WHAT THIS TASK INVOLVES:
In the article on running slower, what formula does the author suggest for an approximate heart rate cap on easy runs when using a chest strap?

EXTRACTED TEXT:
────────────────

Run Slower to Get Faster

Updated: Sep 27, 2020

This one is primarily for beginning runners out there, but is the number one biggest mistake I see runners of all levels make!

Slow down.

For most of your runs, run slow. No, slower. Slower.... yes, that’s slow enough. You should feel like you can run for hours. It should feel conversational, like you could talk a friends ear off while running. Or sing your favorite song. Your breathing will be faster than when you’re stationary, but it shouldn’t feel like you’re gasping for air if you miss your rhythm while you’re talking. When in doubt, slow down further. Many runners may need to walk hills or even predefined intervals in order to keep their effort low enough.

Easy running is where many of the physiological benefits of running happen, including higher cardiac stroke volume, increased capillary growth and aerobic enzymes, mitochondrial development, and research suggests it can possibly even gradually change muscle fibers from fast-twitch to slow-twitch.

Easy running also allows your body to recover from your harder efforts, increasing the adaptation (benefits) from that training. It also lets you run more with less stress on your body, and strengthens your muscles, bones, tendons and ligaments with minimal injury risk. It allows you to run higher volume, which means you reap even more benefits.

How slow should you go? A lot of people will scream “Zone 2” until they’re blue in the face, but that only works if you have reliable heart rate zones and a reliable chest strap. If you’re using a heart rate strap (not optical) my advice is to subtract your age from 180, and use that as an approximate cap for your easy runs. If you like perceived exertion, it should feel very easy, and you should be able to talk or sing almost normally!

────────────────

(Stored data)
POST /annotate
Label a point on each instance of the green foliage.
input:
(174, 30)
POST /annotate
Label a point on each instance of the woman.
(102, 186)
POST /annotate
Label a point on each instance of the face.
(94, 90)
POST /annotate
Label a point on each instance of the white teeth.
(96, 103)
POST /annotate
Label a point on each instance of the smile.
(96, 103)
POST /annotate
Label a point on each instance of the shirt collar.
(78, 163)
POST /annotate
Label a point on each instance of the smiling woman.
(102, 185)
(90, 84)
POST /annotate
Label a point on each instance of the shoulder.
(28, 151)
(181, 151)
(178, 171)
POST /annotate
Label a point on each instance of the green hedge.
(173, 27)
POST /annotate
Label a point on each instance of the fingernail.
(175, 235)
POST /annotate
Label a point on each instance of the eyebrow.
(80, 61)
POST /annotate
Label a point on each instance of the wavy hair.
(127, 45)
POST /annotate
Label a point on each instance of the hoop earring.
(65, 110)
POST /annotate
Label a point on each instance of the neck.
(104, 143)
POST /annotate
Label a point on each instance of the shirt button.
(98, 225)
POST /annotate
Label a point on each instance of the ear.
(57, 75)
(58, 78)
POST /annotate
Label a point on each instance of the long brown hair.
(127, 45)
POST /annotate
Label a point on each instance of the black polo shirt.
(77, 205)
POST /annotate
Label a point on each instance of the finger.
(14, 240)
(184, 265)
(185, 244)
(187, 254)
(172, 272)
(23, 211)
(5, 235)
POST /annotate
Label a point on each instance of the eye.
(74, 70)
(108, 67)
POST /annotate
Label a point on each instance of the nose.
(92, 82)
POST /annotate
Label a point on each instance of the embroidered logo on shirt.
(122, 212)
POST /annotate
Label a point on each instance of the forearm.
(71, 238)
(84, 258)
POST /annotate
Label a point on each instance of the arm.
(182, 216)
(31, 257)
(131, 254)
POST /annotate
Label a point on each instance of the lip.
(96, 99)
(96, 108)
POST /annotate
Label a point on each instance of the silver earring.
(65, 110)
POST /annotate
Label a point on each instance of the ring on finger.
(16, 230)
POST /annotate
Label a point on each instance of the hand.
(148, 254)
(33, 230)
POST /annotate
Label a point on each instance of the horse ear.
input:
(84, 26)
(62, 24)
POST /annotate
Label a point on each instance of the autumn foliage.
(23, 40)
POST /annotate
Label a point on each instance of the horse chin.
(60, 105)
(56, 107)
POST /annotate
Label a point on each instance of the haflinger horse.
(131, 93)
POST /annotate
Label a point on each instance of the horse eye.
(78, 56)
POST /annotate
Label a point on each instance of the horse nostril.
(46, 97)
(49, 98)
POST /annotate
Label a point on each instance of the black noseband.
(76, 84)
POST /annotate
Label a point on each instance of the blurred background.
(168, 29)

────────────────

RESPONSE AREA:
Subtract your age from 180.